(Bloco de texto)
# # # # # # #

3. Compaginando a prática destes graves factos com a interferência mínima na privacidade dos cidadãos anónimos visados, esta (a privacidade) tem de ceder perante a possibilidade conferida pela promoção indeferida de se chegar à identificação do assaltante.

4. O deferimento da promoção acima referida sempre respeitará os princípios da adequação e proporcionalidade que a esta matéria cabem.

5. À semelhança das interceções telefónicas não uteis para a descoberta da verdade material, também os dados pretendidos, quer exista um suspeito prévio, quer a sua identidade não seja conhecida, sempre seriam, eventualmente, destruídos.

6. Assim se assegura, num caso e noutro, que a privacidade de cidadãos anónimos sofresse um constrangimento mínimo e muito limitado no tempo.

# # # # # # #

[Material em bruto]

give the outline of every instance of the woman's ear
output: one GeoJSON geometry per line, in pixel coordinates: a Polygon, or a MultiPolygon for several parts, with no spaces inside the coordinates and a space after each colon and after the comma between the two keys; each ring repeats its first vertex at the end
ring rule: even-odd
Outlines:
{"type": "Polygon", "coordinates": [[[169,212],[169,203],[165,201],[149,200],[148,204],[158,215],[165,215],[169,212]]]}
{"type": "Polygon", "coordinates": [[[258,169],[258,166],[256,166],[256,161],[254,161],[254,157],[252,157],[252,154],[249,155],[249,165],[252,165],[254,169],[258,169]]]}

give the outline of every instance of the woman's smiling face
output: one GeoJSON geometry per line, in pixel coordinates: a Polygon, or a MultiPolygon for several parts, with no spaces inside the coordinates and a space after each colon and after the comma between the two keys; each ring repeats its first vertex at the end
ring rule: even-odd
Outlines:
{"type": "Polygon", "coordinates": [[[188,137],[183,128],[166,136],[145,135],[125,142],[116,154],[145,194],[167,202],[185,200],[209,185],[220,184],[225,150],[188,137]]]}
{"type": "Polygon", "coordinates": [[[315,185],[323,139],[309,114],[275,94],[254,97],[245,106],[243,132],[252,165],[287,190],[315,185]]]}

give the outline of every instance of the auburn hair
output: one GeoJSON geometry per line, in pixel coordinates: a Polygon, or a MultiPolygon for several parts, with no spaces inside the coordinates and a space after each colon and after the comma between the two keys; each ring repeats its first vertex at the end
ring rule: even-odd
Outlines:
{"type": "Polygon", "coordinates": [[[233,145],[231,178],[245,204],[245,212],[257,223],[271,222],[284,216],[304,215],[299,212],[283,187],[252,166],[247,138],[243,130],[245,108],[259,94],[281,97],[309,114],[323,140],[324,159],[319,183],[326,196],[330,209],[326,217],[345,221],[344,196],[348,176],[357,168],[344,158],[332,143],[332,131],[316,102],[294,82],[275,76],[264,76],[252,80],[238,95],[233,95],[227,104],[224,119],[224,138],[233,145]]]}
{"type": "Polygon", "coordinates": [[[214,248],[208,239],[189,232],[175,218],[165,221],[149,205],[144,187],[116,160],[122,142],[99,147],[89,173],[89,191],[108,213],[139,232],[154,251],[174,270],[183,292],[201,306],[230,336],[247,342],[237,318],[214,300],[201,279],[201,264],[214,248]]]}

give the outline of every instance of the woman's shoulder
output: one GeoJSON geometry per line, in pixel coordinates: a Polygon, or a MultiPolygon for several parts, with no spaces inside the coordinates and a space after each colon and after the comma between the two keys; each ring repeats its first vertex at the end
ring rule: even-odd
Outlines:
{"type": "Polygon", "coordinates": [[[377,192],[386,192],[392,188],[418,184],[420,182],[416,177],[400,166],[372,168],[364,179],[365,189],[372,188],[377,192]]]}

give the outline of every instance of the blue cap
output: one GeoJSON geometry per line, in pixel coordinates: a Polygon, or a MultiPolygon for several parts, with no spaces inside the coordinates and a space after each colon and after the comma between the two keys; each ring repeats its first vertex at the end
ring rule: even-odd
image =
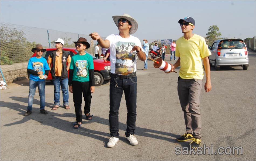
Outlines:
{"type": "Polygon", "coordinates": [[[190,22],[194,25],[196,24],[196,22],[195,21],[195,20],[191,17],[186,17],[183,19],[181,19],[179,20],[178,23],[179,24],[181,23],[183,21],[187,22],[190,22]]]}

# # # # # # #

(O que fazer)
**a)** Indique se cada afirmação concorda com o bloco de texto, respondendo sim ou não e citando as palavras decisivas: (i) a privacidade tem de ceder perante a possibilidade de se identificar o assaltante; (ii) os dados pretendidos só seriam destruídos se existisse um suspeito prévio; (iii) o deferimento da promoção violaria o princípio da proporcionalidade.
**b)** Transcreva do bloco de texto, sem qualquer alteração, o trecho de "4. O deferimento" a "seriam, eventualmente, destruídos.".

(Resultados das tarefas)
**a)**
(i) Sim: "esta (a privacidade) tem de ceder perante a possibilidade conferida pela promoção indeferida de se chegar à identificação do assaltante".
(ii) Não: "quer exista um suspeito prévio, quer a sua identidade não seja conhecida, sempre seriam, eventualmente, destruídos".
(iii) Não: "sempre respeitará os princípios da adequação e proporcionalidade".

**b)**
4. O deferimento da promoção acima referida sempre respeitará os princípios da adequação e proporcionalidade que a esta matéria cabem.

5. À semelhança das interceções telefónicas não uteis para a descoberta da verdade material, também os dados pretendidos, quer exista um suspeito prévio, quer a sua identidade não seja conhecida, sempre seriam, eventualmente, destruídos.